Problem statement:
Please return every line in the entries below with the word "woman" in it.

Given data Start Marker

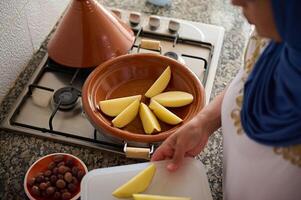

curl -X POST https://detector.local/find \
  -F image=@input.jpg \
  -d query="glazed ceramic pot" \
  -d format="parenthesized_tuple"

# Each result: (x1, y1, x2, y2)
(24, 153, 88, 200)
(47, 0, 135, 68)
(82, 53, 205, 143)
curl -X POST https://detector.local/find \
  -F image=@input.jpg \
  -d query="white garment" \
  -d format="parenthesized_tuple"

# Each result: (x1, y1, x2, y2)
(221, 32, 301, 200)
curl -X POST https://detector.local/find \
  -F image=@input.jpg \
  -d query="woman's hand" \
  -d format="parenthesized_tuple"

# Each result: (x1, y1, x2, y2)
(151, 116, 210, 171)
(151, 89, 227, 171)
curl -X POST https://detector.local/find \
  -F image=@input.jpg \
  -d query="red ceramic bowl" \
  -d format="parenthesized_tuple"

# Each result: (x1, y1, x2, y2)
(24, 153, 88, 200)
(82, 53, 205, 143)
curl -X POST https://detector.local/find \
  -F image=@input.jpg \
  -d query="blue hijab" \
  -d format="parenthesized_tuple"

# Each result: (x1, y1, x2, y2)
(240, 0, 301, 147)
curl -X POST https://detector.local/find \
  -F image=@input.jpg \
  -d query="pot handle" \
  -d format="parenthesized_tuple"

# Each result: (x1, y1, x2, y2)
(123, 143, 155, 160)
(138, 39, 162, 54)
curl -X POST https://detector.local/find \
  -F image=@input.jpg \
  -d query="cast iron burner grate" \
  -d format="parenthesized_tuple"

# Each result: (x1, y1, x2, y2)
(10, 58, 126, 152)
(131, 28, 211, 86)
(6, 31, 213, 155)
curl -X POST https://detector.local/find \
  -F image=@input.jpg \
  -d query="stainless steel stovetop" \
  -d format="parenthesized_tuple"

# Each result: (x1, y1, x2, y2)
(1, 8, 224, 159)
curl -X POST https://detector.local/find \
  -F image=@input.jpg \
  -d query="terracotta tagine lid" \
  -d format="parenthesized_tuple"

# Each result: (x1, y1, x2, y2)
(47, 0, 135, 68)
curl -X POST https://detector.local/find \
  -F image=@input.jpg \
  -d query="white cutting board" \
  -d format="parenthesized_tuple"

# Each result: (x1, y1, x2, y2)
(81, 158, 213, 200)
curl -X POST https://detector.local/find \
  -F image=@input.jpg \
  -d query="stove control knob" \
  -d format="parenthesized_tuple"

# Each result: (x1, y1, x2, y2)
(111, 9, 122, 19)
(129, 12, 141, 26)
(168, 20, 180, 33)
(149, 15, 160, 30)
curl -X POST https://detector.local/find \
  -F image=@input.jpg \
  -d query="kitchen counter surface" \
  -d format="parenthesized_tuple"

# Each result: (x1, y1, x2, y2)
(0, 0, 250, 199)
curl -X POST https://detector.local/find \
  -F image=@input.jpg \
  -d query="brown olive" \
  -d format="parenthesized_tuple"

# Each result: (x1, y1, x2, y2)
(72, 177, 78, 185)
(50, 175, 58, 184)
(57, 161, 65, 167)
(77, 170, 85, 180)
(45, 177, 49, 182)
(62, 191, 72, 200)
(52, 167, 59, 175)
(48, 161, 56, 170)
(28, 177, 36, 187)
(61, 189, 68, 193)
(56, 179, 66, 189)
(44, 170, 52, 177)
(35, 175, 45, 183)
(39, 182, 47, 190)
(31, 185, 40, 196)
(46, 186, 56, 195)
(54, 191, 61, 199)
(45, 181, 51, 187)
(58, 166, 68, 174)
(65, 158, 74, 167)
(68, 183, 77, 192)
(58, 174, 64, 180)
(41, 191, 47, 197)
(64, 172, 73, 183)
(71, 166, 79, 176)
(65, 166, 71, 173)
(53, 155, 64, 163)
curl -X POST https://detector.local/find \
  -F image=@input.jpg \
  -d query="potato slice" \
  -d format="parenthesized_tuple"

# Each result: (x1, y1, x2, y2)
(112, 164, 156, 198)
(99, 95, 142, 117)
(149, 100, 182, 125)
(145, 66, 171, 98)
(133, 194, 191, 200)
(139, 103, 161, 134)
(152, 91, 193, 107)
(112, 99, 140, 128)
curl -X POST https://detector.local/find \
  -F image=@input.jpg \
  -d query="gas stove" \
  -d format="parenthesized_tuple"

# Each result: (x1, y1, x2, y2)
(1, 8, 224, 159)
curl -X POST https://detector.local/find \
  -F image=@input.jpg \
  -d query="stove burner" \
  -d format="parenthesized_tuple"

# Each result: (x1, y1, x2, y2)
(164, 51, 185, 64)
(53, 87, 80, 110)
(164, 51, 178, 59)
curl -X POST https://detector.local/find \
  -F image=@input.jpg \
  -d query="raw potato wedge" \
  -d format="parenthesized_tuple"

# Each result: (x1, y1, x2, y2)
(152, 91, 193, 107)
(133, 194, 191, 200)
(139, 103, 161, 134)
(99, 95, 142, 117)
(149, 100, 182, 125)
(112, 164, 156, 198)
(112, 99, 140, 128)
(145, 66, 171, 98)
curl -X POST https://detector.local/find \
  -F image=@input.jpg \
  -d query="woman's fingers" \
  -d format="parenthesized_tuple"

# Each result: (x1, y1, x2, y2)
(152, 137, 186, 172)
(151, 149, 165, 161)
(151, 123, 208, 172)
(151, 144, 174, 161)
(167, 142, 185, 172)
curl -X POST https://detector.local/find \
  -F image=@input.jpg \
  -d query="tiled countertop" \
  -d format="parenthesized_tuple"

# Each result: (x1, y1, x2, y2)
(0, 0, 250, 199)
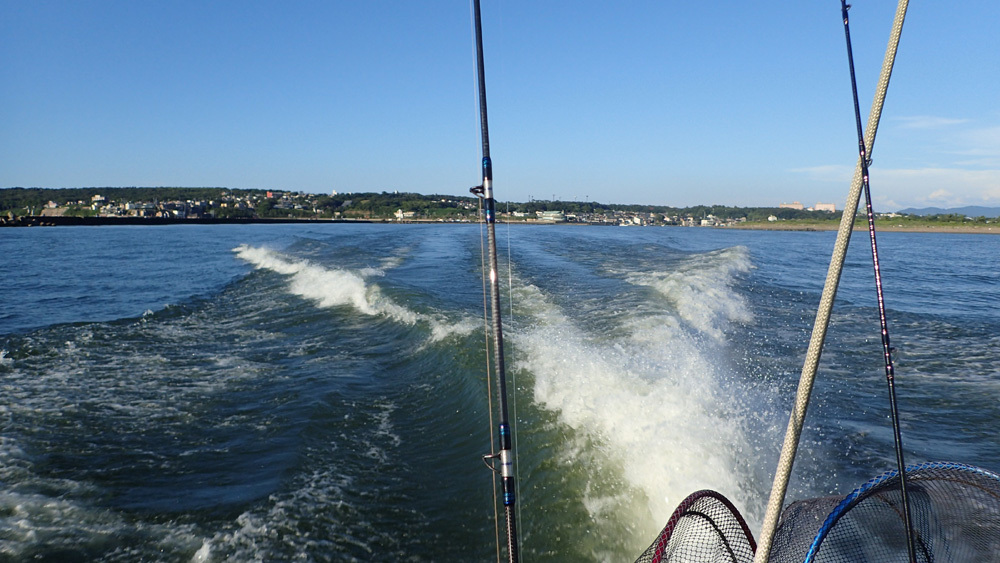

Given data End Marker

Written solution:
  -d query="woman's hand" \
  -d query="woman's fingers" \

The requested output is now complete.